Count the lines below that contain the string "trunk" and give only that number.

+---+

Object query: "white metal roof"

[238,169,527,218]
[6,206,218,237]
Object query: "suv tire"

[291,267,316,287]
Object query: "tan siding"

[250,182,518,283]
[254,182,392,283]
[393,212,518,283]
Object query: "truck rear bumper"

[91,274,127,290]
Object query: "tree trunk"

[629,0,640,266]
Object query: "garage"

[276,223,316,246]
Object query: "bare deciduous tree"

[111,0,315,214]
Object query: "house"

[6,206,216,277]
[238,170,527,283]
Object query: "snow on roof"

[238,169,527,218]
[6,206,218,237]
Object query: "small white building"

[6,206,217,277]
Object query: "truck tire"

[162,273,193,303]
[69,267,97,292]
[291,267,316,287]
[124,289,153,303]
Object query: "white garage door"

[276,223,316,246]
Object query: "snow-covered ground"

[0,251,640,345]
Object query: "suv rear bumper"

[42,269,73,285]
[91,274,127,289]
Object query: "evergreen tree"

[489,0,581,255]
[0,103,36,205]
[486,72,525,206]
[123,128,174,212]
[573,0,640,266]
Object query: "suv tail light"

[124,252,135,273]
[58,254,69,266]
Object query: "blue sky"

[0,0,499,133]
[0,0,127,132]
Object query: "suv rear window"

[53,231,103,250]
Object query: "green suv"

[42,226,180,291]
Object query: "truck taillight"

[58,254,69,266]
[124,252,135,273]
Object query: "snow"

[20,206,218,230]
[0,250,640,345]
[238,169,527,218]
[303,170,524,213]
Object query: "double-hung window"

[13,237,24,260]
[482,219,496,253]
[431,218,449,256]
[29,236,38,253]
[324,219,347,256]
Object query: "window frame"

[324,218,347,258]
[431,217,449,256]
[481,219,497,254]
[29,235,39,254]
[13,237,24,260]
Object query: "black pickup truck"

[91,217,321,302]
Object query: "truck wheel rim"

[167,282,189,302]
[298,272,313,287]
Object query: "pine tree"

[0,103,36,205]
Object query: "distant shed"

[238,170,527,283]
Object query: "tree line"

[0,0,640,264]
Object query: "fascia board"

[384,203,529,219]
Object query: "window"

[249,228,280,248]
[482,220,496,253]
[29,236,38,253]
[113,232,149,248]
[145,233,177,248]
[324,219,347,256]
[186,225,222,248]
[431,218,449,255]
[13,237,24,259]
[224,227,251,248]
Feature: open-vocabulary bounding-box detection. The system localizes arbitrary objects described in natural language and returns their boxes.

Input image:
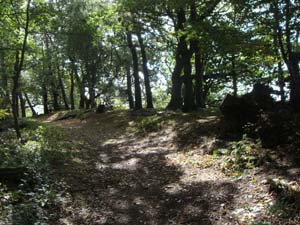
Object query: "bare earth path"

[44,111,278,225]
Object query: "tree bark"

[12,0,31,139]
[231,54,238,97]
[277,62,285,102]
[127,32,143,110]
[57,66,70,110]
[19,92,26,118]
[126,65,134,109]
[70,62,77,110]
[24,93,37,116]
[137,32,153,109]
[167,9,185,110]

+---+

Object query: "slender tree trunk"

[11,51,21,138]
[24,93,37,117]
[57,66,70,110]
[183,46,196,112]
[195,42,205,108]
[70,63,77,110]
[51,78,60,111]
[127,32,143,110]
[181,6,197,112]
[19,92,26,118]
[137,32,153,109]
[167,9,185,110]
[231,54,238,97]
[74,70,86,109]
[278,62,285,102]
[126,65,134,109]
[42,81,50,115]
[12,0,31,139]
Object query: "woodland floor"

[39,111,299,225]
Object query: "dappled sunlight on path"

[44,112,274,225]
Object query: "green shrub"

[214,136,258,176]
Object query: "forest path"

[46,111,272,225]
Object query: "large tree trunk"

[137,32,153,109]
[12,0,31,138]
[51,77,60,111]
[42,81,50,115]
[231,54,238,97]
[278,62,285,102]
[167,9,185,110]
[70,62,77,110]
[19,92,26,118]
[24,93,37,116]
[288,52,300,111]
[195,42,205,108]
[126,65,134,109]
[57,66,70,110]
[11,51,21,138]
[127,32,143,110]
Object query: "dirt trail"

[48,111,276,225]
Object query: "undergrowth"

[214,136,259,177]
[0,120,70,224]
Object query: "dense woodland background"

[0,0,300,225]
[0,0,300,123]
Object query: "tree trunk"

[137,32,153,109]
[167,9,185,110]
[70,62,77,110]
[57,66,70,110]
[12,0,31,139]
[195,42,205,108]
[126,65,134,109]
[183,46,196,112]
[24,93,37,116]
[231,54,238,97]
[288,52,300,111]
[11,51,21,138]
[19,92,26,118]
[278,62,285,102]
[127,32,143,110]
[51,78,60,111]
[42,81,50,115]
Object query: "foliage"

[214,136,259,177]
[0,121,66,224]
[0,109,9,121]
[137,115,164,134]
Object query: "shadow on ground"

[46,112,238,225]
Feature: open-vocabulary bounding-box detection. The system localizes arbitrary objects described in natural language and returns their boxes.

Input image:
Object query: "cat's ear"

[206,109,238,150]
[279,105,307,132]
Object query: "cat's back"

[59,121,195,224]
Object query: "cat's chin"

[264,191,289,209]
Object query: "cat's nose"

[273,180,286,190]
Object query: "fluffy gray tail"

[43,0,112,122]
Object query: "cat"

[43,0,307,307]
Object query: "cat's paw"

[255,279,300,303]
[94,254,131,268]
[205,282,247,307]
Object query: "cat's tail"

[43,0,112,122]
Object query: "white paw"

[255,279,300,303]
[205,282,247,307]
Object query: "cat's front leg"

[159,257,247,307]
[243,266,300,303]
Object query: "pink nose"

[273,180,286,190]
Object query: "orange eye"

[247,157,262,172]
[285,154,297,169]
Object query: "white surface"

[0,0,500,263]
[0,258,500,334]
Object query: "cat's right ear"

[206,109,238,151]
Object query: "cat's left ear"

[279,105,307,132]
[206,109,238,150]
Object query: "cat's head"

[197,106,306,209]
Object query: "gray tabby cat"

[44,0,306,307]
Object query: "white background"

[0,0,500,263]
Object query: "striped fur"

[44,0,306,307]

+---+

### Solution to this exercise
4